● REQUIREMENT
Once the pictures are set aside, reproduce the entries below exactly.

====== INPUT DATA

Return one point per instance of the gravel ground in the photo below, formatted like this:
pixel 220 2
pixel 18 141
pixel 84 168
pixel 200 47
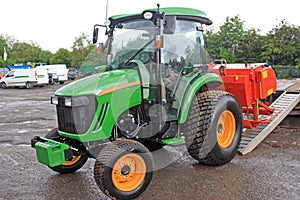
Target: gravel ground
pixel 271 171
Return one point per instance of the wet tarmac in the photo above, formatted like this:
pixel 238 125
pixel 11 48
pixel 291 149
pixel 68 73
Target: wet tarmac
pixel 269 172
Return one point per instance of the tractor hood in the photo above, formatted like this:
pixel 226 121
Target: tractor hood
pixel 101 83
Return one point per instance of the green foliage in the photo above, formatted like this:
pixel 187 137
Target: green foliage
pixel 236 44
pixel 80 49
pixel 62 56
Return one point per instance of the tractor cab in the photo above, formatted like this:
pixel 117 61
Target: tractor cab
pixel 165 46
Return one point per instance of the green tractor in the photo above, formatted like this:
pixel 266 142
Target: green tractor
pixel 152 89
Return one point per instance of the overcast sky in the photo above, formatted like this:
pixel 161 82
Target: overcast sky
pixel 53 24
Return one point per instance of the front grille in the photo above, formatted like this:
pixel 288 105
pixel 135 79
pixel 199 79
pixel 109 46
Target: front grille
pixel 78 118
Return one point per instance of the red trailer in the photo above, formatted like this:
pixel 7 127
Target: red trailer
pixel 252 84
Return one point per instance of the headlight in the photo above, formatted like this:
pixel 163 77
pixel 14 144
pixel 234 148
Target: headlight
pixel 54 100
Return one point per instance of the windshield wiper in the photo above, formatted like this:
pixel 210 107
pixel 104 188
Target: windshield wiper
pixel 139 51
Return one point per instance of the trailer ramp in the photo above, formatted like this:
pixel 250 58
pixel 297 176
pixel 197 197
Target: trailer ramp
pixel 285 103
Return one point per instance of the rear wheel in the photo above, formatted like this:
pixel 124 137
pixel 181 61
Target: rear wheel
pixel 123 169
pixel 69 166
pixel 214 127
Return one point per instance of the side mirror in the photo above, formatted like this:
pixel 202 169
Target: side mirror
pixel 95 35
pixel 170 24
pixel 100 48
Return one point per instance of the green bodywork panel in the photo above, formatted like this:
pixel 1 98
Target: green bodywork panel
pixel 115 91
pixel 51 153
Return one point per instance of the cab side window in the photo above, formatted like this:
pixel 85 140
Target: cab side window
pixel 10 74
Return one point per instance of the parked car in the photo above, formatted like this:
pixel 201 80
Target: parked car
pixel 72 74
pixel 57 73
pixel 25 77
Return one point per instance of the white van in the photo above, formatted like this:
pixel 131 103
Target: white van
pixel 25 77
pixel 57 73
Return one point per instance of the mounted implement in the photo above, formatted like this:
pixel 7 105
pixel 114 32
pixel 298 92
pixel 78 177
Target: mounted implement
pixel 151 86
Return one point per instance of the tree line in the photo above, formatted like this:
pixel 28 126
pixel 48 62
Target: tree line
pixel 236 44
pixel 232 41
pixel 23 52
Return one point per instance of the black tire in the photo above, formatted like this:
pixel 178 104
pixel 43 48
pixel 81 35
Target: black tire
pixel 213 128
pixel 119 160
pixel 3 85
pixel 69 166
pixel 29 85
pixel 152 145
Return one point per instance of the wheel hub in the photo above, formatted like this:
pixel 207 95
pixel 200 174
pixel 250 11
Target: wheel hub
pixel 129 172
pixel 125 170
pixel 226 129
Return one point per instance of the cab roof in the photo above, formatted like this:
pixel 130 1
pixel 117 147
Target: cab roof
pixel 181 13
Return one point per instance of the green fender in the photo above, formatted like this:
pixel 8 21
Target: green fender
pixel 211 80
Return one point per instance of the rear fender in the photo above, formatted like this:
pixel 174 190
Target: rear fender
pixel 210 80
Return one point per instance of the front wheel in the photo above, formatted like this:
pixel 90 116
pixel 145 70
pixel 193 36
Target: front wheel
pixel 214 127
pixel 69 166
pixel 123 169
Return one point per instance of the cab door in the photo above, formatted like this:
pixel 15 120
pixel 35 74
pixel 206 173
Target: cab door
pixel 9 79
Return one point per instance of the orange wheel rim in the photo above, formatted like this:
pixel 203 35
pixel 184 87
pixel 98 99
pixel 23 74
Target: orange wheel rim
pixel 74 160
pixel 226 129
pixel 129 172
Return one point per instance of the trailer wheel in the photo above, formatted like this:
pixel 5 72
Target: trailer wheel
pixel 29 85
pixel 69 166
pixel 123 169
pixel 3 85
pixel 214 127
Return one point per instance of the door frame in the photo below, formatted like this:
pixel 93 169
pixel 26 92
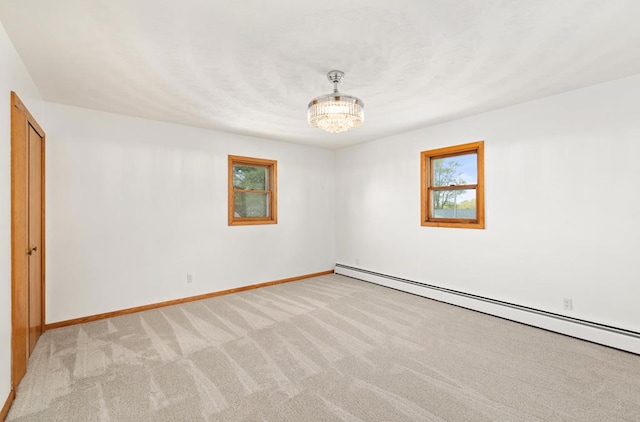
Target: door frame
pixel 21 119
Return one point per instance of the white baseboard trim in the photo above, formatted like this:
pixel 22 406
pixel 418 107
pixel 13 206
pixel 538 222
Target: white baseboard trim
pixel 598 333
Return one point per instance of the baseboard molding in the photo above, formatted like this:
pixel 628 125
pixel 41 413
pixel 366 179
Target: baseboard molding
pixel 105 315
pixel 586 330
pixel 7 405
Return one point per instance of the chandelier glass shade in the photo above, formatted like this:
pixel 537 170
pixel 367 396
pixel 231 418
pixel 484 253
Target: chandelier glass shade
pixel 336 112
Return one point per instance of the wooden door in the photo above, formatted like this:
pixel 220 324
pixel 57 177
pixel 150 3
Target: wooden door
pixel 27 236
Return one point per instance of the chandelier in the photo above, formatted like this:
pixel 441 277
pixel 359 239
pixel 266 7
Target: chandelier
pixel 336 112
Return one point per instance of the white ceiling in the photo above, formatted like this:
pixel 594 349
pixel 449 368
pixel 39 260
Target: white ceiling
pixel 251 66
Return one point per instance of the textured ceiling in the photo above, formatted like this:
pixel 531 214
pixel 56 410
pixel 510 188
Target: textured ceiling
pixel 251 66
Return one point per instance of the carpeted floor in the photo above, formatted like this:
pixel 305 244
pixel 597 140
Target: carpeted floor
pixel 324 349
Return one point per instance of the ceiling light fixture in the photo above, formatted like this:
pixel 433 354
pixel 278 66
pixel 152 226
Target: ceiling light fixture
pixel 336 112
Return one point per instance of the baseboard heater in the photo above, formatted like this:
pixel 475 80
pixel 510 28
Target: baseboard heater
pixel 591 331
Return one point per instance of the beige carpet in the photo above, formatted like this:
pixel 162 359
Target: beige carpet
pixel 324 349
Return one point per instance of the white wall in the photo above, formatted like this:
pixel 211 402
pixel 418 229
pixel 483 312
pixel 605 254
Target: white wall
pixel 13 77
pixel 134 205
pixel 562 206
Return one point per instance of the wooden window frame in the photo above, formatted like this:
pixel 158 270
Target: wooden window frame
pixel 426 189
pixel 271 166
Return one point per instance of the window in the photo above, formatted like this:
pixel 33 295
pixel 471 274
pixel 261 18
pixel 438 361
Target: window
pixel 252 191
pixel 452 186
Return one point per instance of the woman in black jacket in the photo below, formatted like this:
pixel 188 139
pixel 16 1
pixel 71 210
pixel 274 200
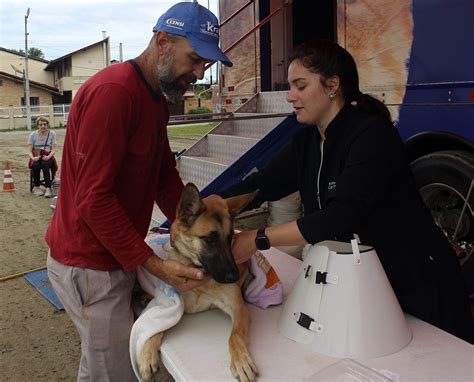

============

● EXERCISE RESPONSE
Return one point per instance of the gravel ground in the photo below, formatted like this:
pixel 220 2
pixel 18 141
pixel 84 168
pixel 200 47
Target: gravel ground
pixel 271 171
Return one point per instance of the wet tarmac in the photo above, formatted like this:
pixel 238 125
pixel 11 48
pixel 291 149
pixel 68 73
Target: wet tarmac
pixel 269 172
Return one point per instance of the tractor hood in the photo above, formatted like this:
pixel 226 121
Target: tractor hood
pixel 101 83
Return one point per instance of the green foliage in the photo above, formatted like this:
pixel 187 137
Target: green foliage
pixel 236 44
pixel 80 49
pixel 62 56
Return one point per instance of the tractor cab in the photo above, formatted like this:
pixel 117 61
Target: tractor cab
pixel 165 46
Return one point per instance of the green tractor in the photo above, formatted like this:
pixel 266 142
Target: green tractor
pixel 152 89
Return one point per instance of the overcast sky in the photo above, formatted like this:
pixel 161 82
Target: overcast sky
pixel 53 24
Return one point per instance of the front grille in the photo above, formatted like this:
pixel 288 105
pixel 135 79
pixel 199 79
pixel 109 46
Target: front grille
pixel 78 118
Return one point per instance of the red trailer in the photo above, formatted like this:
pixel 7 127
Target: red trailer
pixel 252 84
Return one point per instance of the headlight in the photo above, formatted like this:
pixel 163 77
pixel 14 144
pixel 234 148
Target: headlight
pixel 54 100
Return one point per instance of the windshield wiper in the photo above, formatted like this:
pixel 210 107
pixel 104 188
Target: windshield wiper
pixel 139 51
Return one point per instance of the trailer ramp in the photo above, formatted like this:
pixel 250 58
pixel 297 176
pixel 197 197
Target: trailer ramp
pixel 285 103
Return one point per instance of the rear wheel in the photo above, formatted like this:
pixel 124 137
pixel 181 61
Target: rear wheel
pixel 123 169
pixel 69 166
pixel 214 127
Return one point per instance of the side mirror in the photo above, formatted like this:
pixel 202 169
Target: side mirror
pixel 95 35
pixel 170 24
pixel 100 48
Return one point per instance of the green bodywork panel in the photo above, formatted like this:
pixel 1 98
Target: green bodywork panel
pixel 115 91
pixel 51 153
Return one point per instance of the cab side window in the photo above, formatted like this:
pixel 85 140
Target: cab side window
pixel 10 74
Return one point per instance of the parked car in the photo above, formatted like this:
pixel 201 80
Target: parked car
pixel 72 74
pixel 57 73
pixel 25 77
Return one point per instance of the white van in the photo above, formatted like this:
pixel 131 103
Target: white van
pixel 25 77
pixel 57 73
Return one point per instance of the mounted implement in the photo above, formatted like this:
pixel 7 105
pixel 114 32
pixel 298 92
pixel 78 177
Target: mounted implement
pixel 151 86
Return one point per instance of the tree line in the photo above, formatted like this:
pixel 28 126
pixel 48 62
Target: tree line
pixel 236 44
pixel 232 41
pixel 23 52
Return one point per instance of the black tire in the photo above, formatted like this:
pixel 178 104
pixel 43 48
pixel 81 35
Target: black tire
pixel 213 128
pixel 119 160
pixel 3 85
pixel 69 166
pixel 29 85
pixel 152 145
Return one point per instance of the wheel hub in the photo above, formatted like this:
pixel 207 95
pixel 200 174
pixel 250 11
Target: wheel hub
pixel 129 172
pixel 125 170
pixel 226 129
Return one point per instance of the cab roof in the photo above, formatted like this:
pixel 130 1
pixel 117 147
Target: cab roof
pixel 181 13
Return one point per instance of the green fender in the photo above, formatted like this:
pixel 8 21
Target: green fender
pixel 211 80
Return one point per instance of the rear fender in the photo above, formatted like this:
pixel 174 190
Target: rear fender
pixel 210 80
Return one point per instance of the front wheel in the photo above, formatted like this:
pixel 90 116
pixel 145 70
pixel 193 36
Target: front wheel
pixel 214 127
pixel 69 166
pixel 123 169
Return one point per instance of the cab door in the photo above, formatted like this:
pixel 15 120
pixel 35 74
pixel 206 173
Target: cab door
pixel 9 79
Return one point per instance of the orange wheel rim in the photo above, formatted like this:
pixel 203 35
pixel 184 87
pixel 98 99
pixel 23 74
Target: orange wheel rim
pixel 74 160
pixel 226 129
pixel 129 172
Return one point per instance of the trailer wheel in the photo above, formatted like this:
pixel 5 72
Target: trailer wheel
pixel 29 85
pixel 69 166
pixel 123 169
pixel 3 85
pixel 214 127
Return one point per instance of the door frame in the photo below, formatted like this:
pixel 93 169
pixel 26 92
Target: door frame
pixel 21 119
Return one point per instance of the white baseboard trim in the photo above, formatted like this:
pixel 22 406
pixel 418 107
pixel 13 206
pixel 538 222
Target: white baseboard trim
pixel 598 333
Return one point per instance of the baseboard molding in the photo above, formatted like this:
pixel 628 125
pixel 41 413
pixel 366 179
Target: baseboard molding
pixel 105 315
pixel 586 330
pixel 7 405
Return one point per instance of the chandelier glass shade in the photo above, formatted like this:
pixel 537 170
pixel 367 396
pixel 231 418
pixel 484 253
Target: chandelier glass shade
pixel 336 112
Return one point per instance of the wooden door in the photo above, formatted like this:
pixel 220 324
pixel 57 177
pixel 150 3
Target: wooden door
pixel 27 236
Return one point per instance of the chandelier in the photo above, formatted like this:
pixel 441 277
pixel 359 239
pixel 266 7
Target: chandelier
pixel 336 112
Return one point per instance of the white ceiling in the photo above, formatted like this:
pixel 594 349
pixel 449 368
pixel 39 260
Target: white ceiling
pixel 251 66
Return one point per instance of the textured ceiling in the photo above, formatted like this:
pixel 531 214
pixel 56 410
pixel 510 188
Target: textured ceiling
pixel 251 66
Return one point per instance of the carpeted floor in the photo above, formatted like this:
pixel 305 244
pixel 597 140
Target: carpeted floor
pixel 324 349
Return one point per instance of the ceiling light fixture in the photo above, formatted like this:
pixel 433 354
pixel 278 66
pixel 152 226
Target: ceiling light fixture
pixel 336 112
Return one point per instance of the baseboard heater in the photo above, formatted like this:
pixel 475 80
pixel 510 28
Target: baseboard heater
pixel 591 331
Return one point per instance of the beige carpet in the photo above, formatted like this:
pixel 162 359
Target: beige carpet
pixel 324 349
Return one point per instance of the white wall in the photo above, formatted like this:
pixel 211 402
pixel 418 229
pixel 483 312
pixel 605 254
Target: white wall
pixel 13 77
pixel 134 205
pixel 562 206
Return one point per instance of the wooden window frame in the photo above, formatted like this:
pixel 158 270
Target: wooden window frame
pixel 426 189
pixel 271 166
Return one point per instance of the window in the photo above, formatted like this:
pixel 33 295
pixel 471 274
pixel 261 18
pixel 438 361
Target: window
pixel 252 191
pixel 452 186
Return one point per instance of the woman in black jacket in the photo below, formatted like this:
pixel 188 139
pixel 16 1
pixel 71 210
pixel 274 200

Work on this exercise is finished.